▶ ACTIVITIES:
**A.** Write out the part of the Florida Medicaid expansion article starting at "Florida Governor Rick Scott’s" and ending at "championed by Scott.", word for word.
**B.** Extend the article on Florida's Medicaid expansion vote, picking up right after its last sentence.

▶ SELECTED EXCERPT:
#####
Florida Governor Rick Scott got a lot of grief for announcing his intentions to accept President Obama’s Medicaid expansion. But now the Florida legislature has rejected him in what could be the first of many votes on the issue.
Florida Governor Rick Scott’s plan to expand Medicaid coverage to cover about 1 million more poor people suffered a potential death blow on Monday when the proposal failed to make it out of a key state legislative committee.
The Senate Select Committee on the Patient Protection and Affordable Care Act voted 7-4 to reject the expansion, with all Republican members of the committee voting against the plan championed by Scott.
A House legislative committee rejected the expansion last week, with the Senate committee’s vote its final rejection unless political leaders agree to present a new compromise bill later in the current legislative session.
“I am confident that the legislature will do the right thing and find a way to protect taxpayers and the uninsured in our state while the new healthcare law provides 100 percent federal funding,” Scott said in a statement issued by his office after Monday’s vote.
Scott, a Republican who bitterly fought President Barack Obama’s national healthcare plan as a candidate and in his first two years as governor, did not elaborate.
The Florida expansion is key for the Obama administration — it would cover millions of people, and it wouldn’t come cheap:
An estimated 3.35 million of Florida’s 19.1 million residents receive Medicaid this year, according to the legislature’s Office of Economic and Democratic Research.
#####
▶ RECORDED DATA:
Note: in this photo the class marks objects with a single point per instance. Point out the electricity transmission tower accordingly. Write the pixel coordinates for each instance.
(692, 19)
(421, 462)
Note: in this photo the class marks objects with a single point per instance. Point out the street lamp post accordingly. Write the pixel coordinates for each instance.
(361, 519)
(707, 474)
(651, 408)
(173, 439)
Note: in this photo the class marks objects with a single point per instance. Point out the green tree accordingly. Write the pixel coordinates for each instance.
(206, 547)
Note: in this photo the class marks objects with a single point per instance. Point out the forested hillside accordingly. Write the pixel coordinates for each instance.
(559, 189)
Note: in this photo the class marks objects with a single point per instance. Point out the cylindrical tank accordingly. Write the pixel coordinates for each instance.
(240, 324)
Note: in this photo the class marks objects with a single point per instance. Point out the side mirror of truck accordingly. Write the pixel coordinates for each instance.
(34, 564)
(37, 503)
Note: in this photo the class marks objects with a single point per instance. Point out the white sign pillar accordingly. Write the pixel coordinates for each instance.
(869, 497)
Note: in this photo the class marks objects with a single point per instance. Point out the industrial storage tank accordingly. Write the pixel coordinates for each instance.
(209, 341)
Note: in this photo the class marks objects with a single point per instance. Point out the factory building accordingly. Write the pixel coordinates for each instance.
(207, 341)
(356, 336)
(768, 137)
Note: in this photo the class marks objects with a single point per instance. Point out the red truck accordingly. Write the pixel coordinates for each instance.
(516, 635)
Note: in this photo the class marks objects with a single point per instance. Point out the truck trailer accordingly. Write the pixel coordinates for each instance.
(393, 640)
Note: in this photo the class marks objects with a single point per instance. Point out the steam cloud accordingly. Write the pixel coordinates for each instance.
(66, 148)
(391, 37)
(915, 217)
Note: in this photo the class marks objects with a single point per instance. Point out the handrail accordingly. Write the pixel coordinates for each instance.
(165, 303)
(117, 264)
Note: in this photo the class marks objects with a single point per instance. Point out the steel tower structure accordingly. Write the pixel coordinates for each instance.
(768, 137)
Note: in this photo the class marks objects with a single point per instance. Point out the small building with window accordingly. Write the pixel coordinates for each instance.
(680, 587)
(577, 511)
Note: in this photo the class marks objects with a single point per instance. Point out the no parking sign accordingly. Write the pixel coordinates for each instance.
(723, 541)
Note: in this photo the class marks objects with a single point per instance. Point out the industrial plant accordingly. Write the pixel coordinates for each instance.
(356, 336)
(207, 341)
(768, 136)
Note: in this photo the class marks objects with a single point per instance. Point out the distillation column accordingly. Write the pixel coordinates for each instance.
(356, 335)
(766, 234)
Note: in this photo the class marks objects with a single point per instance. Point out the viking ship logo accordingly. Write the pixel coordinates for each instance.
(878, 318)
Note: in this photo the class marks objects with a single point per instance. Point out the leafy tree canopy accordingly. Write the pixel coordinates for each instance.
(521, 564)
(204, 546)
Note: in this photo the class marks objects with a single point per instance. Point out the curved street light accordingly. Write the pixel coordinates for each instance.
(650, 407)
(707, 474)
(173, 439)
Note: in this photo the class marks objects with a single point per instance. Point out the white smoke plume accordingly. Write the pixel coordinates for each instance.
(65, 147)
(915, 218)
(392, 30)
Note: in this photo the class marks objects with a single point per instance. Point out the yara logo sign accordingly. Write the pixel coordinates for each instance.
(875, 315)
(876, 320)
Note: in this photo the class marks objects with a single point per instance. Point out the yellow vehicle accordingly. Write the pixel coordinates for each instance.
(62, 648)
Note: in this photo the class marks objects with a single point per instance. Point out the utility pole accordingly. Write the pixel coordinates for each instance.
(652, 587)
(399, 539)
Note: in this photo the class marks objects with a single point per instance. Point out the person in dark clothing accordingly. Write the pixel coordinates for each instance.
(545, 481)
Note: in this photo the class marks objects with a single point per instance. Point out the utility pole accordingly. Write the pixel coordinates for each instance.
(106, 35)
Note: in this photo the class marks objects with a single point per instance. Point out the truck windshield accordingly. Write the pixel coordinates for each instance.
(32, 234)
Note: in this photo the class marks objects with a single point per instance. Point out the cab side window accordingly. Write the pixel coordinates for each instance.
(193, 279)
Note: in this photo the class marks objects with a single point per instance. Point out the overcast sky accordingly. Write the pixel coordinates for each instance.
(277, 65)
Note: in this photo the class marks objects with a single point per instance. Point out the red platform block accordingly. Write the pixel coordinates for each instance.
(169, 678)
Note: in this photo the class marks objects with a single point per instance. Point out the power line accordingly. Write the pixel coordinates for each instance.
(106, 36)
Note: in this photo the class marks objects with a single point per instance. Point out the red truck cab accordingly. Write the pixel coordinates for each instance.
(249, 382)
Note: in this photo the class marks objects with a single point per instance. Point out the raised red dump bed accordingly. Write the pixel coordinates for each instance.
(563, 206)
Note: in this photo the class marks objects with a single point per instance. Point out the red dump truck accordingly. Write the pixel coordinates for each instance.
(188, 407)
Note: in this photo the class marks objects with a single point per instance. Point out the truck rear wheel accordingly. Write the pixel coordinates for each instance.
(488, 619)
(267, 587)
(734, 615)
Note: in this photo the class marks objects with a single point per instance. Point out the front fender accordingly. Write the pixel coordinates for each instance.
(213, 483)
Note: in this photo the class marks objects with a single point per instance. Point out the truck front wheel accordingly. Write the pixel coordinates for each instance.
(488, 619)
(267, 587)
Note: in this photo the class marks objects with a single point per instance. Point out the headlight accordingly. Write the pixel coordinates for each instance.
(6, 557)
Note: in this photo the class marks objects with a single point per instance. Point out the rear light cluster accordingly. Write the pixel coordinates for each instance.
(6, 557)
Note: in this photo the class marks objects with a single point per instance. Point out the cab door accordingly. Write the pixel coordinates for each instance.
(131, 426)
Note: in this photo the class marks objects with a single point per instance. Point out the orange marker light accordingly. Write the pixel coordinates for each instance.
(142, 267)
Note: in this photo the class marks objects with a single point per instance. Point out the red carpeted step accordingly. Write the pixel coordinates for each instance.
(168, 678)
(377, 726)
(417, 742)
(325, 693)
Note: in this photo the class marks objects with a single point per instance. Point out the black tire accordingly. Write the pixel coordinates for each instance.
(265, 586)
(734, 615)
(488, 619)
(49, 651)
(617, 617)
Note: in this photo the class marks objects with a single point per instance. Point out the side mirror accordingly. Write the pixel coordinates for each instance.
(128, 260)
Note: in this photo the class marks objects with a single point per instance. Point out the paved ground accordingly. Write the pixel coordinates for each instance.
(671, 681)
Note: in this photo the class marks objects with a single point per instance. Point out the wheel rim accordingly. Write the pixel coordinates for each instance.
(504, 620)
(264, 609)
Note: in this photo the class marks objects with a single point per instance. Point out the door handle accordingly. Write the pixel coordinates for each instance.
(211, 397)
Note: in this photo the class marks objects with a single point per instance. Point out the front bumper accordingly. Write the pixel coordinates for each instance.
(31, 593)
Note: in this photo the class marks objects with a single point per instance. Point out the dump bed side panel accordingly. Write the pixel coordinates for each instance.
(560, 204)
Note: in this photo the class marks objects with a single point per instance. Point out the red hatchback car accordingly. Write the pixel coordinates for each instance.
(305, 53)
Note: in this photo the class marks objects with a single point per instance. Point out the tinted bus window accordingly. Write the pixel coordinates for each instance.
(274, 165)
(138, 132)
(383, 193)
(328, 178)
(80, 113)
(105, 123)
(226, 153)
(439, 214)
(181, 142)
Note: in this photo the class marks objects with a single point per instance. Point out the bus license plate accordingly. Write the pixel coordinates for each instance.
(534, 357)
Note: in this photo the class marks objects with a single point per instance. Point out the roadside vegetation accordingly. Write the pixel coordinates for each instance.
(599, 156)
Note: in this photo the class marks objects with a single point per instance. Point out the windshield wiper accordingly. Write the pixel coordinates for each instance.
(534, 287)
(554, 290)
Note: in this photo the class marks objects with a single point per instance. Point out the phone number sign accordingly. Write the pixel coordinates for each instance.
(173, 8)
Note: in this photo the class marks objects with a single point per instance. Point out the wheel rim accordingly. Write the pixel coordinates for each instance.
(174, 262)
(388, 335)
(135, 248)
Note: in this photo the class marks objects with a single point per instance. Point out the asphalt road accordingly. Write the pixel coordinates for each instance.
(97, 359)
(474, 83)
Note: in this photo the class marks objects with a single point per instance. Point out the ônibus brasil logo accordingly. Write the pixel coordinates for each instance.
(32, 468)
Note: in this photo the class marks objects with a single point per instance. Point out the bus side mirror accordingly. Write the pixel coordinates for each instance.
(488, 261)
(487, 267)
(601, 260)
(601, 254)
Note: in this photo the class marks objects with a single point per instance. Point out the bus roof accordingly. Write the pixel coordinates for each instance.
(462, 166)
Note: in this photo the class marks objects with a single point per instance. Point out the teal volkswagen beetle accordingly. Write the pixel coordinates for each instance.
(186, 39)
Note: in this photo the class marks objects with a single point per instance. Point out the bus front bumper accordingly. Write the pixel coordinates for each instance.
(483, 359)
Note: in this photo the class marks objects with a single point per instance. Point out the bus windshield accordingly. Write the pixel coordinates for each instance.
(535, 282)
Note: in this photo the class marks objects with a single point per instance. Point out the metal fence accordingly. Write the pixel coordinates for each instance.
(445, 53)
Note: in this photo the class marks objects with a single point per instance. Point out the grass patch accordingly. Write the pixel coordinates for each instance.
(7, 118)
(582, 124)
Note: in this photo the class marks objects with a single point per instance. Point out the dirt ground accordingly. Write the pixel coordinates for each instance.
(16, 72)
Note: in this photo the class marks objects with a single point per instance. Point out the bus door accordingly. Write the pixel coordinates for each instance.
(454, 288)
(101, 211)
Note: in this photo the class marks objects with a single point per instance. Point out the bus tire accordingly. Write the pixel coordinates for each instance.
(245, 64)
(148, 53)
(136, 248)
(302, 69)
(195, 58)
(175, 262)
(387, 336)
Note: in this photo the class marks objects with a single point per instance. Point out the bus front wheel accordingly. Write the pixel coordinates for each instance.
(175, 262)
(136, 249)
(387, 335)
#####
▶ EXERCISE RESPONSES:
**A.**
Florida Governor Rick Scott’s plan to expand Medicaid coverage to cover about 1 million more poor people suffered a potential death blow on Monday when the proposal failed to make it out of a key state legislative committee.
The Senate Select Committee on the Patient Protection and Affordable Care Act voted 7-4 to reject the expansion, with all Republican members of the committee voting against the plan championed by Scott.

**B.**
An expansion under the federal law — which increases eligibility for a family of four earning as much as $31,800 this year — would increase that by 1.28 million during the next 10 years, according to a November 2012 report from the Kaiser Commission on Medicaid and the Uninsured, a nonprofit group that researches health care.
Obama’s health law, which passed Congress in 2010 without a single Republican vote, may extend insurance over the next decade to about 27 million people who are currently uninsured. The Congressional Budget Office estimates that 8 million more will enroll in Medicaid programs next year because of the expansion.
Expansion in Florida would cost the federal government an estimated $66.1 billion during the next 10 years, according to the Kaiser report. The state’s cost during that time would be about $5.36 billion, according to the report.
We shall see whether Scott redoubles his efforts. Florida’s health care providers certainly will.